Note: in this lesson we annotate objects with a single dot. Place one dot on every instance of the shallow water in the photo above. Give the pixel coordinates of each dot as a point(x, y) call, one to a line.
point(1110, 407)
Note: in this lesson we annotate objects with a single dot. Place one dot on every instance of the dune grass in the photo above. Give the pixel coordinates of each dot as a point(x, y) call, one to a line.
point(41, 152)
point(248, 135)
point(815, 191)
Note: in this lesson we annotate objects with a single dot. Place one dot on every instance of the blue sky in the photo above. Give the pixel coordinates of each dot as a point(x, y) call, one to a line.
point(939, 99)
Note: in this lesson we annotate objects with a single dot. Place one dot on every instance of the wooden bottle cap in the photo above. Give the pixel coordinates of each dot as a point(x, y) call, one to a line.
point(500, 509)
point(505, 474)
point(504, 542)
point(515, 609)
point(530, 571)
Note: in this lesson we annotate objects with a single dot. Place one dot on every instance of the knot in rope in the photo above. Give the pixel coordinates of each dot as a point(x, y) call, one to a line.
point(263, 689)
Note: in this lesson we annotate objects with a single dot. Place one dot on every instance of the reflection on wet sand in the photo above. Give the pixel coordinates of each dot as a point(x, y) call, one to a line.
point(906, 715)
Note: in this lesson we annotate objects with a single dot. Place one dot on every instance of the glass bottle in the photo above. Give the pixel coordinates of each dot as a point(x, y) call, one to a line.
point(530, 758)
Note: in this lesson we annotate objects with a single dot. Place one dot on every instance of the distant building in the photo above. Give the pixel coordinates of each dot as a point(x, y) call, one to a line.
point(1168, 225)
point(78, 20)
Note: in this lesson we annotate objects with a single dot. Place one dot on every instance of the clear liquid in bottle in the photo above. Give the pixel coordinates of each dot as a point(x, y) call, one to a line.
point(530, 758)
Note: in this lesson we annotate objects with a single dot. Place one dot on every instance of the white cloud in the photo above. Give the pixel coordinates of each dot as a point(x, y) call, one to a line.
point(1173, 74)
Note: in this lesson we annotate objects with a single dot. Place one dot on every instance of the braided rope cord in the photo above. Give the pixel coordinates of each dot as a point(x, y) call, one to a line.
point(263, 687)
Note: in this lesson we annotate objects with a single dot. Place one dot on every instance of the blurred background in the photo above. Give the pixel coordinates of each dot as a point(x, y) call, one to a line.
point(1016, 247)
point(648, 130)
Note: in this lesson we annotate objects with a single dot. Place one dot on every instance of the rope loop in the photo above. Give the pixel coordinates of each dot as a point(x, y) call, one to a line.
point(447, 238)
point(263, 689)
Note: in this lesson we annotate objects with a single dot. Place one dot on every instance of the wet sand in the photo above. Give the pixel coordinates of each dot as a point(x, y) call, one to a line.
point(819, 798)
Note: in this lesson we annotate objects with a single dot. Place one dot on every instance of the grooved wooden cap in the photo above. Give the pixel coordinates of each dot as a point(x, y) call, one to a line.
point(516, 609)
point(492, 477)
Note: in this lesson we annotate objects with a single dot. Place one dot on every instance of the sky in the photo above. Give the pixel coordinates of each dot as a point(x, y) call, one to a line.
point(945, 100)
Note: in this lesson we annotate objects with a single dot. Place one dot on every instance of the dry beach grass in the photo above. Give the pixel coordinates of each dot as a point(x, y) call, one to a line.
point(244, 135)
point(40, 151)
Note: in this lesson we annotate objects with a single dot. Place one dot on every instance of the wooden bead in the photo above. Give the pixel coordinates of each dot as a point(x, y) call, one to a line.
________________________
Requirements: Rescale the material from the line containing "of the blurred" through the end of the material above. Repeat every line, requests included, but multiply each point coordinate in the answers by 0.95 and round it to a whole number, with halves rounded up. Leave the requests and their point(x, y) format unchanged.

Solution to the problem:
Note: in this lesson we annotate objects with a single dot. Place one dot on every instance of the blurred background in the photo above. Give the pixel coordinates of each dot as a point(x, y) call, one to a line.
point(965, 235)
point(616, 124)
Note: in this lesson we annotate objects with a single dot. Place one dot on every instance of the rope loop in the photo above. Give the pixel coordinates of each dot as a point(x, y) call, one to a line.
point(425, 226)
point(250, 655)
Note: in this lesson we annotate objects with a single dot. Place one dot on every instance of the wet sand in the photo above. Give the pixel coordinates of each dot as a point(x, y) call, one to a line.
point(778, 758)
Note: in this lesson we annotate objects with a single dot. Place one dot on every instance of the grooved wooden cap in the photo above. Give the pixel coordinates of each dot as a point(x, y) call, one to a line.
point(490, 579)
point(467, 453)
Note: in this lesson we annotate objects with a single dot. Place one dot on every instance of the sky in the photo above. Give the pixel coordinates of each dot as a point(x, y) call, one to a line.
point(898, 95)
Note: in this lesson we annotate objects with a single dot. Place one dot on every instance of the dry beach grass in the photo above. Give the pixel coordinates of each dot as a point(x, y) call, one to a line.
point(232, 128)
point(38, 143)
Note: in this lesson we annotate objects with a single dot. Place one dot on every instance of the wooden bead in the photo above. Give the pixel coordinates of each dot as a point(x, y) call, one to a line.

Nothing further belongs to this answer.